## [Problem to work on]
Count the lines in the items below that contain the string "bench", treating case as significant, and give only that number.

# # #

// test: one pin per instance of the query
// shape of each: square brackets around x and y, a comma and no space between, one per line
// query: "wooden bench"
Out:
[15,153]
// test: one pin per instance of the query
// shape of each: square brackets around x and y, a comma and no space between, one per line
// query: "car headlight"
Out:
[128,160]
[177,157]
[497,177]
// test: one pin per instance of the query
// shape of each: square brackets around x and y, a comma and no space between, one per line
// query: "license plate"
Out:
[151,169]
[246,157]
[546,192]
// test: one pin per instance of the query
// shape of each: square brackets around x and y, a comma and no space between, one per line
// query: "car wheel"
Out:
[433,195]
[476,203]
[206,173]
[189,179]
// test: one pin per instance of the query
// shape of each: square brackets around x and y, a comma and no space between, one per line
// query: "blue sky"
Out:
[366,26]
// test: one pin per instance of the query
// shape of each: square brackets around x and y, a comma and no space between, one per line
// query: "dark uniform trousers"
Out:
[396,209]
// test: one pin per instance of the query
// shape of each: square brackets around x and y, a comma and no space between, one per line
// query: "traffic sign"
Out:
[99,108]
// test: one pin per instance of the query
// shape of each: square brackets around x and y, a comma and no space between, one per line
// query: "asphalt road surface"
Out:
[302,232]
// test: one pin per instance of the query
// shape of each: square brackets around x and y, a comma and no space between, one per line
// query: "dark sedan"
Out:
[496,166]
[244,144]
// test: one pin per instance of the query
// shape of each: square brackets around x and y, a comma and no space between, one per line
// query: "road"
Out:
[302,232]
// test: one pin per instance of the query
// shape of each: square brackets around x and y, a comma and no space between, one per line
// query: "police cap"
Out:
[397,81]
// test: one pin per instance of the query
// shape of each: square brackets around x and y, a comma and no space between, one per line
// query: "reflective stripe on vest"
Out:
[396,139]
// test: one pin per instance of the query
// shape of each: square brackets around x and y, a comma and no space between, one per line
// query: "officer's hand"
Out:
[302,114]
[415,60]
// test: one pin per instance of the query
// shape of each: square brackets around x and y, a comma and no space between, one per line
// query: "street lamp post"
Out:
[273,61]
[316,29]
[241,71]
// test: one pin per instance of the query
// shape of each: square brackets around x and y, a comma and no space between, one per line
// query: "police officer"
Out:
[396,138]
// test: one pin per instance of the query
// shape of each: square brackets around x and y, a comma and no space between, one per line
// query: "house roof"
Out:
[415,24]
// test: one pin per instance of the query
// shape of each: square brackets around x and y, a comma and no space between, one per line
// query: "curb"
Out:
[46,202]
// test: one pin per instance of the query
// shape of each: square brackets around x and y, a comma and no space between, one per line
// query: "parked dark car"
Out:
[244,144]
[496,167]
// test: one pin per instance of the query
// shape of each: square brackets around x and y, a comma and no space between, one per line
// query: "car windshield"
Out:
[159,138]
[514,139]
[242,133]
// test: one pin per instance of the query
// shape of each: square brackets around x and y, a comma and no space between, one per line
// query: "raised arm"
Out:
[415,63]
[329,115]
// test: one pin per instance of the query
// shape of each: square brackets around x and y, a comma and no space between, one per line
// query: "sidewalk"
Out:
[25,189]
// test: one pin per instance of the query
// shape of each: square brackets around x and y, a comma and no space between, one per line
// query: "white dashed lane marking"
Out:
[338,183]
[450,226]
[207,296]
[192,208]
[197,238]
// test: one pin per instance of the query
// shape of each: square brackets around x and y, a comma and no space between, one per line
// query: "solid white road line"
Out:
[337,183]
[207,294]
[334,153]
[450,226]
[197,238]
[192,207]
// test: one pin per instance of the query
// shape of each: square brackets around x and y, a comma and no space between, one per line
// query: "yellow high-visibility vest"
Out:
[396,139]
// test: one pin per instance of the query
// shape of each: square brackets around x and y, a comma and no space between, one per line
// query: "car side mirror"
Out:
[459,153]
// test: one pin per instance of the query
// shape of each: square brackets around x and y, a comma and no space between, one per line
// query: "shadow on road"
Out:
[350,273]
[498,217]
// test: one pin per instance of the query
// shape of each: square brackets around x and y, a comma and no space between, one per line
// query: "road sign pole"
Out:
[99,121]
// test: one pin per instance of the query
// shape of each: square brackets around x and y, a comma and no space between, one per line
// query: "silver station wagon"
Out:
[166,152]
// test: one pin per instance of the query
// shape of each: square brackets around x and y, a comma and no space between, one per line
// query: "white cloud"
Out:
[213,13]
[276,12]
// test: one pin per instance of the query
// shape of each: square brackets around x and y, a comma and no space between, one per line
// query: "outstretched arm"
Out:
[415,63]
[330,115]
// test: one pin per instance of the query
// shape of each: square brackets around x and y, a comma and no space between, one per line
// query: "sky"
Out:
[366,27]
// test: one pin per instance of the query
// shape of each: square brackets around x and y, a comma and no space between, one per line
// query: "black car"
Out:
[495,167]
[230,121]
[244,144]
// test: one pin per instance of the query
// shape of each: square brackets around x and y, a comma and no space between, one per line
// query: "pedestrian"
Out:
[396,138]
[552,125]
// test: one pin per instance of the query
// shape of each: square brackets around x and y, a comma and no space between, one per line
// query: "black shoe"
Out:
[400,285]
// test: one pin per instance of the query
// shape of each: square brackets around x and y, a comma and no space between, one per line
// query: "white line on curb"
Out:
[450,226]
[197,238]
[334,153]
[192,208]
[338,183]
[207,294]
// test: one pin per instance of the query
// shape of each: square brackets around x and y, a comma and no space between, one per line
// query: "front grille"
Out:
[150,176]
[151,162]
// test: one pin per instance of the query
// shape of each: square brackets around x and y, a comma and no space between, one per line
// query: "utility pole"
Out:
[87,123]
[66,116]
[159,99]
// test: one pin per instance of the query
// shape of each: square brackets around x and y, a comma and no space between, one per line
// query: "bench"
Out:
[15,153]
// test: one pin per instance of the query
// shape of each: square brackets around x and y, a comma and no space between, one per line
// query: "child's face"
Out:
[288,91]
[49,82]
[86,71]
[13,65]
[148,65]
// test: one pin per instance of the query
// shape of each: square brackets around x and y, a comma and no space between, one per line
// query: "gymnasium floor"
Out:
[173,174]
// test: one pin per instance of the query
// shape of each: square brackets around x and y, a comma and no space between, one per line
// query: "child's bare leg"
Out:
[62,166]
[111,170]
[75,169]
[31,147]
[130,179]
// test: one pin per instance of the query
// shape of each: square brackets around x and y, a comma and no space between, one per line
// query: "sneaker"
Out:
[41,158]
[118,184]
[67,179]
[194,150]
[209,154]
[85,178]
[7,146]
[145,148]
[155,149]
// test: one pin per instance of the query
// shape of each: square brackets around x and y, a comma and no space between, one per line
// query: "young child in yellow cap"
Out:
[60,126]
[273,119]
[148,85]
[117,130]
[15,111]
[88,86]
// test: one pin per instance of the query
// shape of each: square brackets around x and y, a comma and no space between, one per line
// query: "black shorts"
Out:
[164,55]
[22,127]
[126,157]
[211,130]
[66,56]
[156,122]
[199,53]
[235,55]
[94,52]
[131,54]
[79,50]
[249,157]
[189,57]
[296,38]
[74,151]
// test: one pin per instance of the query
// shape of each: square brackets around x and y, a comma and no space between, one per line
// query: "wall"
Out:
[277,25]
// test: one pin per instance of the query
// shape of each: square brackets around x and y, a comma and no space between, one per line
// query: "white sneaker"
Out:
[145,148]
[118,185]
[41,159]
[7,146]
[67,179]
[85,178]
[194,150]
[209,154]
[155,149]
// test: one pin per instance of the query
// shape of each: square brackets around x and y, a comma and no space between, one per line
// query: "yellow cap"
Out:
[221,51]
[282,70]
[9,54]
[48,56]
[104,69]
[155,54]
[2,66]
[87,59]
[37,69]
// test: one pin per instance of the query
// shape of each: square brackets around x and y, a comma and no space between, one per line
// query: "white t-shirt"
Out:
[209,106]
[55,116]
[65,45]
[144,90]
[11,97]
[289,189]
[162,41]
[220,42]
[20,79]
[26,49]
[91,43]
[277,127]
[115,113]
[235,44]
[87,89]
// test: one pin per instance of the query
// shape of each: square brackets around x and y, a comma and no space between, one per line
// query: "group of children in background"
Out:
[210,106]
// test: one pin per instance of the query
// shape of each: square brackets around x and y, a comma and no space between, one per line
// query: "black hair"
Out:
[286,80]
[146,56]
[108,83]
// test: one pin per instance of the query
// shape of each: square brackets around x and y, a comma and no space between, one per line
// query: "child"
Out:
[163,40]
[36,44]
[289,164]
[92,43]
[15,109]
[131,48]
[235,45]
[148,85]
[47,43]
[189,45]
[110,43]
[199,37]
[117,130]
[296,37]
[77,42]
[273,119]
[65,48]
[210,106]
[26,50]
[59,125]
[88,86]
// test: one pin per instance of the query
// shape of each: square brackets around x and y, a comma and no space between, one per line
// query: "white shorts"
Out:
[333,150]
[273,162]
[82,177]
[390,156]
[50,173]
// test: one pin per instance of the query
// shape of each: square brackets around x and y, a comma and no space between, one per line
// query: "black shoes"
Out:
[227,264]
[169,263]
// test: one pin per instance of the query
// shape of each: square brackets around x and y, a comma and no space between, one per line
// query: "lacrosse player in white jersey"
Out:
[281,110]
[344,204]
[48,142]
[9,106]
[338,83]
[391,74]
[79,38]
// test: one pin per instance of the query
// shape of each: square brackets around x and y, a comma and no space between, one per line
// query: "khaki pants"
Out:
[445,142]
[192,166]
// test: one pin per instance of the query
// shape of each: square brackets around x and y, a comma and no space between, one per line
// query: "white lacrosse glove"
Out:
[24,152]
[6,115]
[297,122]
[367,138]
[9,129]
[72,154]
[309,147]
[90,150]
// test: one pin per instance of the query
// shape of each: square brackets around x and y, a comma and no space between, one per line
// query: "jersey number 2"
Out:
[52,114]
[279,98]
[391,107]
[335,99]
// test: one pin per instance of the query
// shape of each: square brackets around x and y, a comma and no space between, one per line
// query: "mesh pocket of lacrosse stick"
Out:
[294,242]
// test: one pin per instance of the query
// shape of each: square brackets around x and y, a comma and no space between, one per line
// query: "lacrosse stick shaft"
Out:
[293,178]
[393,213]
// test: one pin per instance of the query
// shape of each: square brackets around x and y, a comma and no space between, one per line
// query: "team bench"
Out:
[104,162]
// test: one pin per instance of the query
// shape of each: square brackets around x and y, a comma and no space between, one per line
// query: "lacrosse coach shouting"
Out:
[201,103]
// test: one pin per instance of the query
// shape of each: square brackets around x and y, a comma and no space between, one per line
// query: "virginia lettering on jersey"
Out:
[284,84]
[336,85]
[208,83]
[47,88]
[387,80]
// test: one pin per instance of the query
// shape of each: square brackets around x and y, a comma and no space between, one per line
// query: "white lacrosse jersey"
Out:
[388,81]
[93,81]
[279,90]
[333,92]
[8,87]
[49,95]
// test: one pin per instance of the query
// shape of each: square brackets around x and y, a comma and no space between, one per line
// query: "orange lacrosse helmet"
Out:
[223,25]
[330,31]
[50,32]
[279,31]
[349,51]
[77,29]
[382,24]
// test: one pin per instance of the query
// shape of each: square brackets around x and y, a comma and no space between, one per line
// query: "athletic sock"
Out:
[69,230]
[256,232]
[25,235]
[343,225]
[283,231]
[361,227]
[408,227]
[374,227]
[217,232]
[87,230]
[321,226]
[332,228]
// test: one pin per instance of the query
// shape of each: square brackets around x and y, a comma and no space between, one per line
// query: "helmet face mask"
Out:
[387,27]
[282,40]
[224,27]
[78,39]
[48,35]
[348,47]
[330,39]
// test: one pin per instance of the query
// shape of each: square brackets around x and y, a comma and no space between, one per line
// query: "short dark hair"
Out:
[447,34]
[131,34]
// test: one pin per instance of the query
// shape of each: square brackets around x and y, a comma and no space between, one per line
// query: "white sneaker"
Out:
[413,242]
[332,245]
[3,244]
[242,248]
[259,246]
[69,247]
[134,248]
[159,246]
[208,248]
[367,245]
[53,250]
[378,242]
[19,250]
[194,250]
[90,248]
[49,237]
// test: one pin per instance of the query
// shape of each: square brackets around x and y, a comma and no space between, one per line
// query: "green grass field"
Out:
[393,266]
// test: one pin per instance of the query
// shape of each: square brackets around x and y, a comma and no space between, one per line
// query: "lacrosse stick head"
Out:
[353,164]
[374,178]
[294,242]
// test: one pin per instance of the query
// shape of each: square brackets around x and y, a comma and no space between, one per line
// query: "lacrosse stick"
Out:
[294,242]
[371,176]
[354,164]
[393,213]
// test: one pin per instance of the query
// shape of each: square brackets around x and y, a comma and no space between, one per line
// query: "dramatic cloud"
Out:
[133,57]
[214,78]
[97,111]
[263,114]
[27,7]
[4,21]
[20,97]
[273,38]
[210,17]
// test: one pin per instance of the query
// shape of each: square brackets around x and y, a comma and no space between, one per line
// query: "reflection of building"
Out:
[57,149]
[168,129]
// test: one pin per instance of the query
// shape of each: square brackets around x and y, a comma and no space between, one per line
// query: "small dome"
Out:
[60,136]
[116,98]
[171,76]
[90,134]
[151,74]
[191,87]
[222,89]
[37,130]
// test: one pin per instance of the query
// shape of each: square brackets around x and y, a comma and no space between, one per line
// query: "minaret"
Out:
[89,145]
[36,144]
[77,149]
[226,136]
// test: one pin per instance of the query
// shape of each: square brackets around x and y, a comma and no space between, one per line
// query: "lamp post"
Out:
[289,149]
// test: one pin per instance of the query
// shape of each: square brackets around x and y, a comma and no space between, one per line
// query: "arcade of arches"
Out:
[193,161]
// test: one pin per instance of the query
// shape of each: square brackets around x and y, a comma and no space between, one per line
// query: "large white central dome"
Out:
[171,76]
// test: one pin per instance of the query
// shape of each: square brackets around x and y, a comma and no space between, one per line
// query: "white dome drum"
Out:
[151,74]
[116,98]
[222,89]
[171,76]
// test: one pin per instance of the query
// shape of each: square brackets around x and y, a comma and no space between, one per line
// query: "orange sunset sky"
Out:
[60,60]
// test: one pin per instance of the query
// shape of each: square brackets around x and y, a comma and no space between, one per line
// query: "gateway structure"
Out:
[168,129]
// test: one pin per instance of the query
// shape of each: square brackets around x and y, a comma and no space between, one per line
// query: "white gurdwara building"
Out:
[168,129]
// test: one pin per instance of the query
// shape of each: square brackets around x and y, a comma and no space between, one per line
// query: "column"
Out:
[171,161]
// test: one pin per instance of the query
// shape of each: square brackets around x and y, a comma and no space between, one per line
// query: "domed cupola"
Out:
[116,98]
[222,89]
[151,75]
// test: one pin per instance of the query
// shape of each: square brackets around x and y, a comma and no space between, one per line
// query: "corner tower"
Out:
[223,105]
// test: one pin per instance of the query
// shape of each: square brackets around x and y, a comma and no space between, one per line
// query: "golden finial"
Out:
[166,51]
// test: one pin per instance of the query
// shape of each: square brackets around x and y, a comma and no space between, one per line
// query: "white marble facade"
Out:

# # #

## [Complete answer]
3